◆ Tasks for this exercise:
**A)** Rewrite the paragraph of the article on John Turner's photographs that begins "Following John Turner's death in 1987" in two shorter sentences, keeping its main facts.
**B)** Name every person the article on John Turner's photographs mentions by name.
**C)** Answer these questions from the article on John Turner's photographs:
(i) In what year did John Turner die?
(ii) Before Martin Carroll went through the suitcase, what kind of work had he done?
(iii) What catalogue was found among Turner's possessions when he died?

◆ Reading text:
▬▬▬

It's not often you are sent a set of pictures that make you gasp, especially ones taken decades ago. Yet here they are, beautiful black and white pictures that have remained hidden, buried in a loft waiting to be brought out into the light.

These pictures were taken by John Turner, a property manager based in the centre of London, and were recently unearthed by his daughter and her husband, Liz and Martin Carroll.

Following John Turner's death in 1987 a suitcase was passed to them by his widow, Betty. A quick glance revealed family photos and other pictures taken for his camera club, and it was consigned to the loft for 30 odd years.

"Having a clearout last year, I started going through the case to weed out family photos worth saving," says Martin Carroll who used to work as a commercial industrial photographer. "To my astonishment, I found I was pulling out one great image after another."

It is believed the pictures were taken while Turner worked as a property manager, snatched as he travelled from one location to another.

Martin and Liz are unsure as to whether her father showed the work to anyone - but now they are out of the loft, I'm sure many will want to view them.

Image copyright John Turner
Image caption Berwick Street Market, Soho, London, 1957

They feel the photographs really deserve to see the light of day, and for John to be appreciated for the talented photographer that he was. They also hope to arrange an exhibition of his work at some point.

"We should add that, having gone through all the negatives, that he seemed only ever to take just the single frame of each subject - nailing it in one, as it were," says Martin.

Martin has been scanning the original negatives as many of the pictures were not printed, just the contact sheets, providing a glimpse into John Turner's work.

Image copyright John Turner
Image caption Bond Street, London, 1960

Turner worked with a variety of formats from 35mm through to 6cmx9cm roll film, using folding cameras a lot, as well as a Leica and a Rollei.

His daughter Liz feels they capture the real John Turner.

"These pictures are who I think he really was," she says. "They show his artistic talent that was hidden."

Liz told me that as a young man in the 1930s her father lived in the heart of London, Carnaby Street, and lived a "bohemian life". He would regularly set off dressed in a dark blue shirt and yellow tie to Paris on the boat train, the Golden Arrow.

Once married, he settled into a steady job and as Liz puts it, wore the "bowler hat".

He always had a camera to hand, but Liz was only aware of his pictures taken for the local camera club in Bromley, which were of a more conventional nature for that period.

His pictures offer a wonderful glimpse into pre-War London, and beyond. His ability to capture a telling moment is indisputable, as these pictures show.

His daughter Liz has an idea as to why.

"Found in his possessions when he died was the catalogue for the first surrealist exhibition in London, during the 1920s," she says.

▬▬▬

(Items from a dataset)
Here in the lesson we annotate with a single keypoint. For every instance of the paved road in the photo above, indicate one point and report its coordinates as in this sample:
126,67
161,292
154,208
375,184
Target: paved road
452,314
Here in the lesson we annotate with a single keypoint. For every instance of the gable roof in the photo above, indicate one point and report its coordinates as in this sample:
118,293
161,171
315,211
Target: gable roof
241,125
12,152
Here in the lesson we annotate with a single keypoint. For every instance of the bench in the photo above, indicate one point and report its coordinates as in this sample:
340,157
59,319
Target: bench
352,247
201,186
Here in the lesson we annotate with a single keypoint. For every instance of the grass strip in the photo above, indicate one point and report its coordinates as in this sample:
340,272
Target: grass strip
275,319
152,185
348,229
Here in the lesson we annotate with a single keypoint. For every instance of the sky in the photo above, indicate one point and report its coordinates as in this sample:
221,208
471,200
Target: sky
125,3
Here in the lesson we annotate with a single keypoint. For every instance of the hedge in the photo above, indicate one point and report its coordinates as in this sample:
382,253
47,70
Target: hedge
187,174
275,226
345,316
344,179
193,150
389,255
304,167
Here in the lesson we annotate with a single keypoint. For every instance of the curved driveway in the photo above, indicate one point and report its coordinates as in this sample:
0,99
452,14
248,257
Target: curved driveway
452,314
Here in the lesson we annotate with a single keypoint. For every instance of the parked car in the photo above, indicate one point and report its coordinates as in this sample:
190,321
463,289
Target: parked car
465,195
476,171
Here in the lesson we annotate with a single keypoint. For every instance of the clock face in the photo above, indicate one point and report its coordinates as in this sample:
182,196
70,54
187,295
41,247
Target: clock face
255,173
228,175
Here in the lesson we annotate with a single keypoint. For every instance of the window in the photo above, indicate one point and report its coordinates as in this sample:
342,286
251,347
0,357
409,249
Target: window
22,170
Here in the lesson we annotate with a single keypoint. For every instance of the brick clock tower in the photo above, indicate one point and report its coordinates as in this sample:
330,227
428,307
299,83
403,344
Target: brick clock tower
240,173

▬▬▬

◆ Answers below:
**A)** After John Turner died in 1987, his widow Betty gave Liz and Martin Carroll a suitcase. It seemed at a glance to hold family photos and camera club pictures, so it was put in the loft for about 30 years.

**B)**
John Turner
Liz Carroll
Martin Carroll
Betty

**C)**
(i) 1987.
(ii) He had worked as a commercial industrial photographer.
(iii) The catalogue for the first surrealist exhibition in London, held during the 1920s.